Write out every one of the lines below word for word, leaving out the pictures.

-- Start of Supplied data --

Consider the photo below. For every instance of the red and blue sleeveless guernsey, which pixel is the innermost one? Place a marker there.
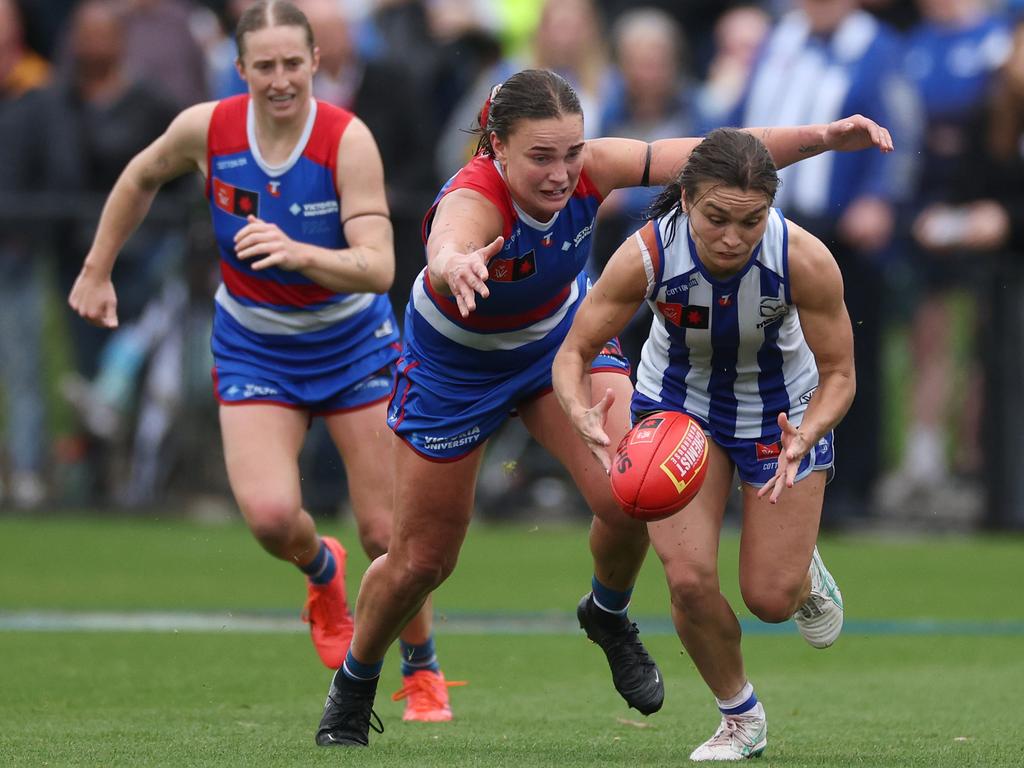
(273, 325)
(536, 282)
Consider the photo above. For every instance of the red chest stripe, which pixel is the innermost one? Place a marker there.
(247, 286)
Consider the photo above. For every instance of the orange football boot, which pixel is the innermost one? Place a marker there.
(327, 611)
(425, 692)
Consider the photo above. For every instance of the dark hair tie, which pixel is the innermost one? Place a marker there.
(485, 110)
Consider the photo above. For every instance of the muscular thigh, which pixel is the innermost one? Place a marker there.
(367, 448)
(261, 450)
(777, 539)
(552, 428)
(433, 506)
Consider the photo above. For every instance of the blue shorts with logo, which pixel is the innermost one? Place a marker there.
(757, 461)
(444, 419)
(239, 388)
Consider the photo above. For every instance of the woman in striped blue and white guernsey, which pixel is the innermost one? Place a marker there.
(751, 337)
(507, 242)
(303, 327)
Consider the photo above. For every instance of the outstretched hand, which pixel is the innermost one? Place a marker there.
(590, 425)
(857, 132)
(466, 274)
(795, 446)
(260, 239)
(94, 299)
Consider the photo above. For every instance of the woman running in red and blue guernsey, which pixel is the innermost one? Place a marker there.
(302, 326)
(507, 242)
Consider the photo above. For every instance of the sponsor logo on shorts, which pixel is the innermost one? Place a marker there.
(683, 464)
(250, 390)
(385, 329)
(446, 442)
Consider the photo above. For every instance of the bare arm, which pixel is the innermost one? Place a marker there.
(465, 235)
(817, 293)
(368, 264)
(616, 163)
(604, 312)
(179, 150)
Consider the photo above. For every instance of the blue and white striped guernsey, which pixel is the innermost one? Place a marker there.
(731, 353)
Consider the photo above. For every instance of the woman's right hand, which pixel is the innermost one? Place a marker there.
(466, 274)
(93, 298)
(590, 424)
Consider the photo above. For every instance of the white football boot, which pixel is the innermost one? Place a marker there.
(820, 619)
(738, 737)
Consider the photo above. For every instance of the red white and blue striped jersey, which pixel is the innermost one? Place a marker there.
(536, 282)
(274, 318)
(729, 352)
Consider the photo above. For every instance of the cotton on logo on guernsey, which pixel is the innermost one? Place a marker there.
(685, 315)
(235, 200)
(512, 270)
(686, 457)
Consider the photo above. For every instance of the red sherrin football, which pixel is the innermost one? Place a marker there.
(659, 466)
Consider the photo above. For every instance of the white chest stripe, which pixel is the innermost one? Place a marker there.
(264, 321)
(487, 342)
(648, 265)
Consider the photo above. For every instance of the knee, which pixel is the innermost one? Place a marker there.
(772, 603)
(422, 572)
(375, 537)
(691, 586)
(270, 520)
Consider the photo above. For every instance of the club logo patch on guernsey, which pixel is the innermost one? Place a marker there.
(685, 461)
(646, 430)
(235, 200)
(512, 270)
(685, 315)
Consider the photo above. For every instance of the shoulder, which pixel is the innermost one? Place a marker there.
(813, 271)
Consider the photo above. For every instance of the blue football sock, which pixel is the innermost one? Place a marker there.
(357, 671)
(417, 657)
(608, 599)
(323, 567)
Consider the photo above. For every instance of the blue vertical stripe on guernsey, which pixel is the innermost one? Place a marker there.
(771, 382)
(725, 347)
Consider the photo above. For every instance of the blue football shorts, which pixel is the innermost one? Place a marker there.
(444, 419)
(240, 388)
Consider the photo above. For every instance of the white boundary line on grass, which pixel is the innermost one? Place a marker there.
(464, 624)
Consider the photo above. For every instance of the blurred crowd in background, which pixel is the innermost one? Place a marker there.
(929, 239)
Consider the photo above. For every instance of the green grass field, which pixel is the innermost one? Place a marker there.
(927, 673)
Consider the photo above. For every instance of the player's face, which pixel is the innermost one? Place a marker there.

-- End of Supplied data --

§ Written response:
Consider the photo below. For every instance of the red and blue sleeveless guernsey, which pixel is the innermost one? Place a marker there.
(273, 325)
(536, 282)
Consider the photo above. For every instance of the red chest stripe, which pixel is the innermost one? Place a marker there.
(247, 286)
Consider the photo above. For every instance of the orange football boot, which pixel is the innermost one? Place a marker there.
(327, 611)
(425, 692)
Consider the photo above. For every instance of the dark hair tie, which pixel is the innermost one? Place a marker there.
(485, 110)
Consider the photo above. For every instance of the muscular thigh, which pixel is the innermost one? Place a marker there.
(367, 448)
(261, 450)
(777, 539)
(552, 428)
(433, 506)
Consider the photo above. For every instance of the blue shorts with logo, which pixel is the innermost one? Place a marker there.
(757, 461)
(444, 419)
(239, 388)
Consider the photo above. For every instance of the woman in striped blue and white guernsey, which pixel is the innermost one? Place a marker there.
(751, 337)
(507, 242)
(303, 327)
Consider the photo above. For every instance of the outstretched hand, which pixel is the innermost one? Place a marker there.
(590, 425)
(857, 132)
(466, 274)
(795, 446)
(260, 239)
(94, 299)
Consider the photo above. For every instance of the woman running in red and blue guernsey, which pixel is the innermost one? Place a marker there.
(302, 326)
(507, 242)
Consider the photo above. For every instance of the sponsor logo on shorts, which pixel is the innermost one? Place a marker there.
(683, 464)
(250, 390)
(385, 329)
(446, 442)
Consider the photo above. For every instance of the bare arm, which pixel is the innermost one? Place a marker there.
(465, 235)
(817, 293)
(368, 264)
(616, 163)
(604, 312)
(179, 150)
Consider the photo above. For every instance of the blue and white striped guernsey, which pixel is the innermost one? Place a marker there.
(731, 353)
Consider the photo above. For every instance of the woman's right hand, which pixel is the innermost one? Place a marker there.
(466, 274)
(93, 298)
(590, 424)
Consider the photo above. For every instance of the white football boot, which pixel is the innermost one? Place a marker there.
(820, 619)
(738, 737)
Consider the photo above. For every instance of the red white and blue striped jersey, which pixel is the innermost one? Place a marker there.
(536, 282)
(274, 318)
(729, 352)
Consider the photo above. For every instance of the cotton on logo on guernsey, which pixel is the innermost one? Place a marker there.
(685, 315)
(235, 200)
(512, 270)
(686, 457)
Consider the photo above. For every instance of the red sherrin football, which pixel is the innermost one? Place a marker there.
(659, 466)
Consider the photo above. For every instance of the white chest stripe, which pixel is the innermost one? Place a marker there.
(264, 321)
(487, 342)
(648, 265)
Consider the photo above. For every instance of the knee, which pixel is the innermost one? Place a marker there.
(772, 603)
(422, 572)
(375, 537)
(691, 586)
(270, 520)
Consider the photo above. For every instance of the club logo patch on guernsey, which pixel is the innermost one? Place a marker there.
(685, 461)
(646, 430)
(235, 200)
(512, 270)
(685, 315)
Consider the photo above. For every instance of the shoulder, which pixel is the innermost one? Place a marker there.
(813, 271)
Consider the photo above. For every instance of the blue football sock, which pixel is the innermost one? Place a marker there.
(357, 671)
(417, 657)
(608, 599)
(323, 567)
Consider the photo above. For every instance of the blue vertical stripe on guernsey, which pixel is the innermost one? Place a marker there.
(771, 382)
(725, 347)
Consider the photo above. For every instance of the blue football shorts, which pixel is the innermost one? Place a marker there.
(444, 419)
(240, 388)
Consider the photo above. For every instance of the white boundary line on grass, which pixel is the innermost one? Place a marker there.
(464, 624)
Consider the photo above. For every instance of the blurred crowd in background, which pixel is the innermost one? Place a marker there.
(929, 239)
Consider the photo above. For every instance of the green grass field, which pixel is the innermost one? Place a marker there.
(927, 673)
Consider the photo above. For every instance of the player's face, which pixel is the innermost one? Place a marker there.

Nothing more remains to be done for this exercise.